Give the data as a Markdown table with the columns Row and Line, starting with the line containing "# draw the outline of every instance of the thumb" and going on through the line containing "161), (414, 161)]", both included. Number each row and leave out blank lines.
** START OF Dataset records **
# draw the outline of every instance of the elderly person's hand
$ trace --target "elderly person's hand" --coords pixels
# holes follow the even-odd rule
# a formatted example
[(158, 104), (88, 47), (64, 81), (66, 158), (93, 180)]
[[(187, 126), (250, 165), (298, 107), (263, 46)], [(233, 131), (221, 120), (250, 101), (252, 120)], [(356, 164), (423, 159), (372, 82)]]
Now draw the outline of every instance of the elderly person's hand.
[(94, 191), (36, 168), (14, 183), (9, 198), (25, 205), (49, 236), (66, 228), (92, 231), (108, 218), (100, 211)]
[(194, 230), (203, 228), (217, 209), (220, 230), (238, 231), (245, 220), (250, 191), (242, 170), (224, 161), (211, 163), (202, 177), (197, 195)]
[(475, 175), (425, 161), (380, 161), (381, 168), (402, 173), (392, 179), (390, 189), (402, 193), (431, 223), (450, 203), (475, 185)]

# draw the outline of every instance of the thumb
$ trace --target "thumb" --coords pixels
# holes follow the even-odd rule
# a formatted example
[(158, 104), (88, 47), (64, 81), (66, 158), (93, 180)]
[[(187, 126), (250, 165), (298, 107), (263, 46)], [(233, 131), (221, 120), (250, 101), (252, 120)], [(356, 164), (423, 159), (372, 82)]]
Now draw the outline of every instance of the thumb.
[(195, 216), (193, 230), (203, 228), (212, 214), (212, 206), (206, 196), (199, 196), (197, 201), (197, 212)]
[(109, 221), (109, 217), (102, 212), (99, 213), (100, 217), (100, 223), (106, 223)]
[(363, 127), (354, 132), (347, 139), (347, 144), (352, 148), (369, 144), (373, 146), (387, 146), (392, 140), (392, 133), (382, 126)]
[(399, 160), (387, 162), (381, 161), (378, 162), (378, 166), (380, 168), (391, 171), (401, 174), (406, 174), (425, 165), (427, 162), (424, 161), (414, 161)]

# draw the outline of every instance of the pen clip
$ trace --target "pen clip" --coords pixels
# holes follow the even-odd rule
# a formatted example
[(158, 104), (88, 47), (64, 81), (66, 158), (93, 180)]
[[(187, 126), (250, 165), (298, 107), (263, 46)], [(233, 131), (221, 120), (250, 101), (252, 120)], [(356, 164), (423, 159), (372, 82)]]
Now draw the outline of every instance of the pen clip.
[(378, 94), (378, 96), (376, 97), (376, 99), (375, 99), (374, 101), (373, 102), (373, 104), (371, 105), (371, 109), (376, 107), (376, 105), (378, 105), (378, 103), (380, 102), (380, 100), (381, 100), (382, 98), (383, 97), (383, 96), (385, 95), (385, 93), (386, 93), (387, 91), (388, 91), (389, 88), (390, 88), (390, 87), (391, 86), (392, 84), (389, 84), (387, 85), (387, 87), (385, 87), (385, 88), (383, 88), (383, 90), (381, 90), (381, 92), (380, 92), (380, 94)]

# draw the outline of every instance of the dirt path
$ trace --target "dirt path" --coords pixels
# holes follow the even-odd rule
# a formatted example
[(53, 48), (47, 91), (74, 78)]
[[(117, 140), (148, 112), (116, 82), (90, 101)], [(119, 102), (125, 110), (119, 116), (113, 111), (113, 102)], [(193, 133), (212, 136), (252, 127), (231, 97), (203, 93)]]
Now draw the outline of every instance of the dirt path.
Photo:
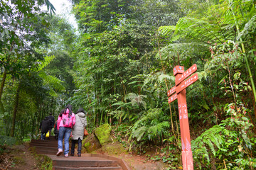
[[(28, 149), (29, 144), (25, 143), (12, 147), (6, 147), (4, 154), (0, 155), (0, 170), (3, 169), (42, 169), (43, 157), (36, 157)], [(104, 154), (104, 153), (103, 153)], [(111, 155), (110, 155), (111, 156)], [(164, 170), (164, 165), (160, 162), (151, 162), (145, 157), (130, 154), (118, 157), (128, 164), (133, 170)]]

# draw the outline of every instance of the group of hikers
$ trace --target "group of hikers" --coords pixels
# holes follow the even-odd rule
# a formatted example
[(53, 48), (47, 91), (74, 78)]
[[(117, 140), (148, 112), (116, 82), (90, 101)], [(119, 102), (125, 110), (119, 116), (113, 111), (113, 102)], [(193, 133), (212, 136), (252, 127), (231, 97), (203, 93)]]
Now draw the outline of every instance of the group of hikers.
[[(69, 139), (71, 137), (71, 154), (75, 155), (75, 146), (78, 143), (78, 157), (81, 157), (82, 140), (84, 137), (84, 130), (87, 126), (87, 118), (84, 110), (80, 108), (76, 114), (72, 111), (72, 106), (68, 104), (65, 108), (61, 110), (56, 122), (52, 113), (46, 116), (40, 125), (41, 130), (41, 140), (46, 140), (47, 132), (50, 134), (54, 128), (55, 139), (58, 140), (57, 156), (64, 153), (65, 157), (68, 157)], [(64, 152), (63, 140), (64, 140)]]

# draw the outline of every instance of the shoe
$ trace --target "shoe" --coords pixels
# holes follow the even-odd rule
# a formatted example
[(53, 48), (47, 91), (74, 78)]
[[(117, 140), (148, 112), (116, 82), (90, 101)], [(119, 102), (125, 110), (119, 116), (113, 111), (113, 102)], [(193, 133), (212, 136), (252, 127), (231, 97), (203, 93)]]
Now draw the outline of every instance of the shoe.
[(63, 152), (63, 151), (61, 149), (59, 149), (56, 155), (60, 156)]

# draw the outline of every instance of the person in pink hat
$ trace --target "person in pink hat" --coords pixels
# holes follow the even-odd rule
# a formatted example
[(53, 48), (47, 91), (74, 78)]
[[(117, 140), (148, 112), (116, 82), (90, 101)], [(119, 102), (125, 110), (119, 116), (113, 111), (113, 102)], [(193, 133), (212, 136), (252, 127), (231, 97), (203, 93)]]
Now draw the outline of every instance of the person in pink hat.
[(72, 106), (68, 104), (65, 110), (63, 110), (57, 120), (57, 129), (58, 130), (58, 152), (57, 156), (60, 156), (63, 152), (63, 140), (64, 139), (64, 157), (68, 157), (69, 152), (69, 138), (72, 128), (75, 124), (75, 116), (72, 112)]

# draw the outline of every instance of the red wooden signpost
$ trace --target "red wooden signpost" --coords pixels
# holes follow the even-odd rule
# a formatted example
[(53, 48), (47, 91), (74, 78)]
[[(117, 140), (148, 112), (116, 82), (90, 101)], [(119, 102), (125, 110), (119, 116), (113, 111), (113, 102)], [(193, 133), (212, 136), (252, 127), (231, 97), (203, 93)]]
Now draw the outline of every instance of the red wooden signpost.
[[(185, 80), (197, 70), (196, 64), (193, 64), (188, 69), (184, 72), (182, 66), (176, 66), (174, 68), (175, 76), (175, 86), (168, 92), (168, 96), (174, 94), (168, 98), (168, 103), (171, 103), (178, 99), (178, 117), (180, 120), (181, 147), (182, 147), (182, 166), (183, 170), (193, 169), (193, 156), (188, 125), (188, 115), (186, 99), (186, 88), (191, 85), (198, 79), (197, 73)], [(185, 81), (184, 81), (185, 80)]]

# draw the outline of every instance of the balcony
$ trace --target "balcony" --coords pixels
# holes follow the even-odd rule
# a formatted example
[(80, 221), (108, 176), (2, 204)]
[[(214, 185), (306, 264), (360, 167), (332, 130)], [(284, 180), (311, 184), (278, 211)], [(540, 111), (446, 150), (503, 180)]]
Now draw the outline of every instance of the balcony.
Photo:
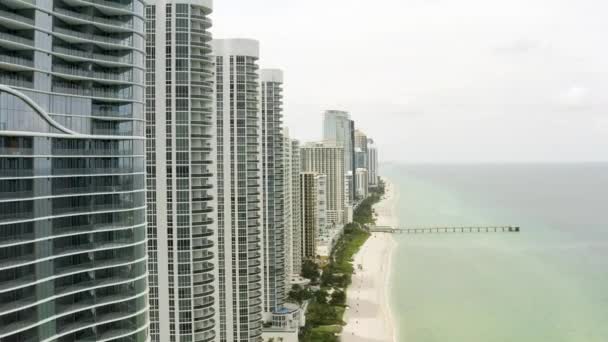
[(130, 66), (133, 64), (133, 57), (130, 54), (127, 56), (112, 56), (95, 52), (85, 52), (82, 50), (70, 49), (61, 46), (53, 46), (53, 52), (75, 57), (76, 60), (80, 61), (89, 62), (92, 59), (94, 62), (101, 65), (122, 64), (124, 66)]
[(59, 14), (58, 17), (60, 17), (64, 21), (93, 22), (93, 23), (97, 23), (97, 24), (111, 26), (114, 29), (116, 29), (116, 28), (123, 29), (121, 31), (133, 29), (133, 22), (131, 22), (130, 20), (128, 22), (124, 22), (124, 21), (120, 21), (120, 20), (116, 20), (116, 19), (103, 18), (103, 17), (99, 17), (99, 16), (94, 16), (94, 15), (87, 15), (87, 14), (84, 14), (81, 12), (70, 11), (65, 8), (55, 8), (53, 11), (55, 12), (55, 14)]
[(14, 29), (29, 29), (34, 26), (34, 20), (14, 12), (0, 9), (0, 23)]
[(211, 19), (205, 15), (192, 14), (190, 18), (199, 22), (204, 28), (209, 28), (212, 25)]
[[(73, 2), (73, 1), (68, 1), (68, 2)], [(78, 2), (88, 2), (90, 4), (110, 7), (110, 8), (122, 10), (122, 11), (129, 11), (129, 12), (133, 11), (133, 1), (131, 1), (131, 0), (118, 1), (118, 2), (107, 1), (107, 0), (80, 0)]]
[(131, 38), (118, 39), (118, 38), (113, 38), (113, 37), (107, 36), (107, 35), (85, 33), (85, 32), (66, 29), (63, 27), (55, 27), (53, 29), (53, 33), (61, 35), (62, 38), (66, 38), (66, 36), (67, 36), (66, 40), (73, 41), (76, 43), (78, 43), (78, 42), (81, 42), (81, 43), (82, 42), (106, 43), (106, 44), (111, 44), (114, 46), (122, 46), (122, 47), (130, 47), (132, 44)]
[(23, 48), (23, 45), (28, 47), (34, 46), (34, 40), (18, 36), (16, 34), (0, 32), (0, 45), (11, 48)]
[[(103, 81), (116, 81), (116, 82), (124, 82), (131, 83), (133, 82), (133, 77), (130, 73), (118, 73), (118, 72), (103, 72), (103, 71), (93, 71), (93, 70), (85, 70), (82, 68), (71, 67), (71, 66), (62, 66), (62, 65), (53, 65), (53, 72), (61, 73), (69, 76), (77, 76), (77, 77), (85, 77)], [(67, 78), (73, 78), (73, 77)]]
[(120, 99), (120, 100), (132, 100), (133, 99), (133, 93), (132, 93), (131, 89), (127, 89), (127, 91), (121, 91), (118, 89), (109, 89), (109, 88), (86, 88), (84, 84), (82, 86), (80, 86), (80, 85), (66, 86), (66, 85), (60, 85), (60, 84), (53, 84), (53, 92), (71, 94), (71, 95), (77, 95), (77, 96), (108, 98), (108, 99)]

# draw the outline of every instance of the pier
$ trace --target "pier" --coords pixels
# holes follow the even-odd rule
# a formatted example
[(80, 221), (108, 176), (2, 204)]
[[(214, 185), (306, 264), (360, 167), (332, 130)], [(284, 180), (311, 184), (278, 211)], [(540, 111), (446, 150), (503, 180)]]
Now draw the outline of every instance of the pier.
[(371, 226), (370, 233), (394, 234), (439, 234), (439, 233), (519, 233), (518, 226), (429, 226), (429, 227), (390, 227)]

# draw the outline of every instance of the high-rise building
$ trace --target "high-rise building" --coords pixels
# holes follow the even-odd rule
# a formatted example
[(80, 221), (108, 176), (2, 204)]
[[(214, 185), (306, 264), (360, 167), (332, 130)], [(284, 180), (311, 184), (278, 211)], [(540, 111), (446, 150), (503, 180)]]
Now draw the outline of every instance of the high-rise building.
[(144, 4), (0, 1), (0, 341), (146, 341)]
[(367, 136), (361, 130), (355, 130), (355, 169), (367, 169)]
[(216, 62), (220, 341), (262, 334), (259, 44), (212, 42)]
[(369, 171), (369, 186), (378, 186), (378, 148), (374, 144), (374, 140), (367, 140), (367, 151), (368, 151), (368, 168)]
[(300, 171), (302, 170), (300, 142), (291, 140), (291, 278), (300, 279), (302, 273), (302, 199), (300, 196)]
[(152, 341), (213, 341), (217, 298), (211, 0), (146, 6)]
[(283, 198), (285, 225), (285, 283), (286, 292), (293, 284), (302, 283), (302, 231), (300, 229), (300, 145), (283, 129)]
[[(344, 173), (355, 173), (355, 122), (350, 114), (341, 110), (327, 110), (323, 115), (323, 140), (333, 141), (344, 148)], [(355, 199), (354, 189), (349, 192), (349, 199)]]
[(369, 173), (367, 172), (367, 169), (358, 168), (355, 171), (355, 176), (357, 177), (357, 198), (362, 200), (367, 197), (367, 194), (369, 192)]
[(292, 146), (289, 128), (283, 127), (283, 241), (285, 246), (285, 293), (291, 289), (293, 274), (293, 183)]
[(361, 130), (355, 130), (355, 169), (368, 167), (367, 136)]
[(344, 148), (335, 143), (309, 143), (300, 148), (302, 172), (327, 176), (327, 224), (343, 224)]
[(315, 239), (327, 235), (327, 176), (317, 174), (317, 234)]
[(319, 234), (319, 174), (300, 173), (301, 220), (302, 220), (302, 258), (314, 259), (317, 252)]
[(285, 297), (285, 227), (283, 180), (283, 72), (262, 69), (262, 255), (265, 321), (283, 306)]

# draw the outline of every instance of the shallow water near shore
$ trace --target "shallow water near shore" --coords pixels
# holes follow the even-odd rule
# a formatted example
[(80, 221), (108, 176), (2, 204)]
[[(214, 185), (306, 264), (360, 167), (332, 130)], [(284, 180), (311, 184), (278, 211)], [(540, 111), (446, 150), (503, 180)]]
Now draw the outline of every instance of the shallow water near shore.
[(390, 302), (407, 342), (608, 341), (608, 165), (387, 165), (402, 226)]

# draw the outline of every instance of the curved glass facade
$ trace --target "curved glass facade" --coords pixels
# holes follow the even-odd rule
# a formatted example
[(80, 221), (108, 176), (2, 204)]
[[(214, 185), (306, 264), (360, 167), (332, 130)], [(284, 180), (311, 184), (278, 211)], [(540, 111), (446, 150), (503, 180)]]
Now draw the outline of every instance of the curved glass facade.
[(217, 50), (220, 341), (258, 342), (263, 313), (258, 57), (230, 51), (239, 50), (239, 40), (213, 43)]
[(148, 340), (143, 3), (0, 2), (0, 340)]
[(159, 342), (218, 336), (212, 9), (192, 3), (146, 7), (150, 336)]
[[(285, 222), (283, 193), (283, 80), (278, 70), (261, 70), (262, 194), (264, 215), (264, 312), (283, 308), (285, 297)], [(268, 319), (268, 317), (265, 317)]]

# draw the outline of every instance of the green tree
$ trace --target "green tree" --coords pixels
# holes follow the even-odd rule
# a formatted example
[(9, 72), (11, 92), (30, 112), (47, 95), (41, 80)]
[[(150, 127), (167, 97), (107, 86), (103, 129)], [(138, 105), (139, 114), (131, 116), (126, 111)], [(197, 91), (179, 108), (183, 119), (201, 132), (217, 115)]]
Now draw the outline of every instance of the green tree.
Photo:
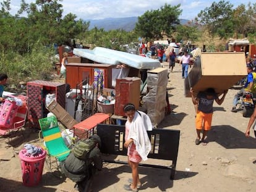
[(11, 0), (5, 0), (0, 2), (1, 9), (0, 10), (0, 17), (9, 16), (11, 10)]
[(176, 33), (176, 38), (177, 41), (181, 40), (195, 41), (198, 37), (198, 30), (197, 26), (179, 25), (177, 26)]
[(224, 38), (226, 33), (233, 30), (233, 7), (229, 1), (213, 2), (210, 7), (200, 12), (197, 20), (206, 27), (213, 39), (216, 34)]
[(135, 31), (147, 40), (160, 39), (164, 35), (169, 35), (179, 24), (181, 5), (164, 4), (160, 9), (147, 10), (138, 17)]

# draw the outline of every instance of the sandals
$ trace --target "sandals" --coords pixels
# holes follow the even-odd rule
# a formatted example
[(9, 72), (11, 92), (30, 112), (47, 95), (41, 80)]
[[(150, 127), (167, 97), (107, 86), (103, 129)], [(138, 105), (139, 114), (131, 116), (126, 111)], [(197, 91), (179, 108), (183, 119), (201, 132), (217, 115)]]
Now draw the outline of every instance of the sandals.
[(199, 144), (201, 143), (199, 139), (195, 139), (195, 144)]
[(139, 191), (138, 189), (132, 189), (130, 188), (130, 185), (124, 185), (124, 189), (126, 191), (133, 191), (133, 192), (138, 192)]
[[(132, 184), (132, 183), (133, 183), (134, 182), (133, 182), (133, 180), (132, 180), (132, 178), (129, 178), (129, 179), (128, 179), (128, 183), (130, 183), (130, 184)], [(140, 184), (137, 184), (137, 188), (140, 188), (140, 187), (141, 187), (142, 186), (142, 184), (141, 183), (140, 183)]]
[(208, 144), (208, 141), (205, 141), (205, 140), (202, 140), (202, 144), (203, 146), (206, 146)]

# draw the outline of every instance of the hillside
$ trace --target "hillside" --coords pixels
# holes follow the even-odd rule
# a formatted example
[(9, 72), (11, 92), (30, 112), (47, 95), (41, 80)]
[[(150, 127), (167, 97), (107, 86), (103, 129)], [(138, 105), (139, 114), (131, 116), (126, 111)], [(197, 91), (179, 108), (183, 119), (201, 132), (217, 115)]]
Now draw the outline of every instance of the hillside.
[[(111, 30), (123, 29), (127, 31), (130, 31), (134, 29), (135, 23), (138, 20), (137, 17), (122, 17), (122, 18), (106, 18), (99, 20), (88, 20), (90, 22), (89, 30), (97, 27), (104, 28), (105, 31)], [(181, 23), (184, 25), (187, 23), (188, 20), (181, 19)]]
** END OF Dataset records **
Reply to the exercise:
| Row | Line |
|---|---|
| 1 | # draw the outline of every instance of the thumb |
| 2 | $ trace --target "thumb" --coords pixels |
| 3 | # holes follow the even-odd rule |
| 4 | # a formatted example |
| 5 | [(158, 104), (88, 47), (64, 81), (66, 158), (93, 180)] |
| 6 | [[(187, 126), (250, 165), (298, 107), (263, 46)], [(233, 131), (221, 120), (250, 101), (252, 120)], [(356, 164), (423, 159), (372, 82)]] |
| 7 | Now draw the outline of every instance of the thumb. |
| 8 | [(195, 216), (193, 230), (203, 228), (212, 214), (212, 206), (206, 196), (199, 196), (197, 201), (197, 212)] |
| 9 | [(109, 221), (109, 217), (102, 212), (99, 213), (100, 217), (100, 223), (106, 223)] |
| 10 | [(363, 127), (354, 132), (347, 139), (347, 144), (352, 148), (369, 144), (373, 146), (387, 146), (392, 140), (392, 133), (382, 126)] |
| 11 | [(399, 160), (387, 162), (381, 161), (378, 162), (378, 166), (380, 168), (391, 171), (401, 174), (406, 174), (425, 165), (427, 162), (424, 161), (414, 161)] |